_PAGE TEXT_
The Democratic National Convention will feature plenty of well-earned criticism of Donald Trump's isolationist, revisionist, immoral and self-contradicting foreign policy agenda. But if Hillary Clinton wants to win the argument, she must also convince voters that the world is not in the catastrophic state that Trump would have them believe.

Foreign policy was always going to be a big part of the 2016 presidential election, as far as the Clinton campaign was concerned. Its candidate spent four years as secretary of state and is running on her record of service. What the Clinton team did not anticipate is that it would be set opposite a Republican who would spend months stoking fear of what's happening outside our borders while proposing the most radical retrenchment of U.S. commitments abroad since before World War II.

Clinton aides watched Trump's convention last week with a mix of satisfaction and concern. They believe that the clear confusion inside the GOP about its foreign policy message, combined with Trump's lack of basic knowledge on important issues, gives Clinton an opportunity to draw a sharp contrast. But they also fear that Trump's contention that the world's crises are boiling over into Armageddon is creating a narrative that will stick through November.

"America is far less safe — and the world is far less stable — than when Obama made the decision to put Hillary Clinton in charge of America's foreign policy," Trump said in his speech to the Republican convention Thursday. "This is the legacy of Hillary Clinton: death, destruction, terrorism and weakness."

At their convention, Democrats plan to spend considerable time pushing back against Trump's doom-and-gloom messaging. Obama has already begun. At a news conference Friday with Mexican President Enrique Peña Nieto, he criticized the GOP convention's "vision of violence and chaos everywhere," saying it doesn't match most Americans' experience.

_SOURCE EXCERPT_
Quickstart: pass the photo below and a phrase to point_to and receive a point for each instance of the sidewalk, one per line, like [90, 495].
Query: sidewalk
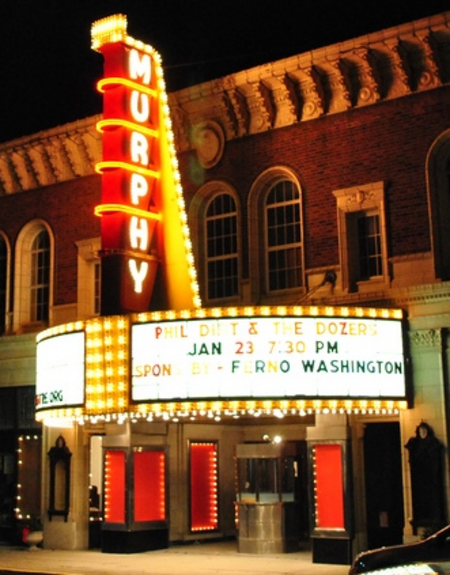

_TASKS TO COMPLETE_
• 1. Answer these from the article on the Clinton campaign's foreign policy, one line each:
(a) How many years did Clinton spend as secretary of state?
(b) On what day did Trump give his speech to the Republican convention?
(c) With whom did Obama hold the Friday news conference?
• 2. In the article on the Clinton campaign's foreign policy, reproduce the part that opens with the words containing "Foreign policy was" and closes with "World War II.".
• 3. Resume the article on the Clinton campaign's foreign policy, writing on from its last sentence.

_RESPONSES PER TASK_
• 1.
(a) Four years.
(b) Thursday.
(c) Mexican President Enrique Peña Nieto.

• 2.
Foreign policy was always going to be a big part of the 2016 presidential election, as far as the Clinton campaign was concerned. Its candidate spent four years as secretary of state and is running on her record of service. What the Clinton team did not anticipate is that it would be set opposite a Republican who would spend months stoking fear of what's happening outside our borders while proposing the most radical retrenchment of U.S. commitments abroad since before World War II.

• 3.
Clinton campaign aides tell me that theme will be reinforced in Philadelphia by surrogates who they think have greater credibility and stature than the national security speakers at the Republican convention, most of whom disagreed with Trump's national security policies anyway. In addition to Presidents Obama and Clinton, the convention lineup will include former defense secretary Leon Panetta, former secretary of state Madeleine Albright and former ambassador Wendy R. Sherman.

Wednesday night's focus will be national security, aides said, although veterans and national security-minded lawmakers will also speak on other nights. The message will be that Trump's pessimism and fear-mongering are not only incorrect but also dangerous, and that his threats to allies such as NATO are counterproductive.

It's not difficult to make the case that Trump is a foreign policy risk. But Clinton will also have to engage on her performance as secretary of state, which Trump has taken aim at. Although Clinton campaign officials insist that they are running on Clinton's record at the State Department, in practice that has not always been the case.

The Clinton campaign never settled on what parts of her foreign policy record to tout. Last year, campaign chairman John Podesta said she would highlight laying the groundwork for the Iran deal, the "pivot" to Asia, her work on Internet freedom, her fight against terrorism and her advocacy of human rights abroad.

In a new ad this month, the campaign offered a new menu of foreign policy achievements. The ad pointed to Clinton's involvement in negotiating a cease-fire in Gaza. It referred indirectly to the New START nuclear reductions treaty with Russia before saying she "took on Vladimir Putin." The ad also claims she "stood up against the trafficking of human beings."

Each of these "accomplishments" came with some disappointment. The Iran deal is unpopular. Clinton was for engaging Putin before she was against it. The pivot to Asia involved the Trans-Pacific Partnership, which she has disavowed. The fight against terrorism is not going great.

And nowhere in the campaign's messaging is Clinton's role in pushing for intervention in Libya, her advocacy for arming the Syrian rebels and her work aiding Egypt's transition from dictatorship to democracy (before it transitioned back). She has defended these policies in primary debates but so far has not wanted to spend time on them, despite Trump's badgering.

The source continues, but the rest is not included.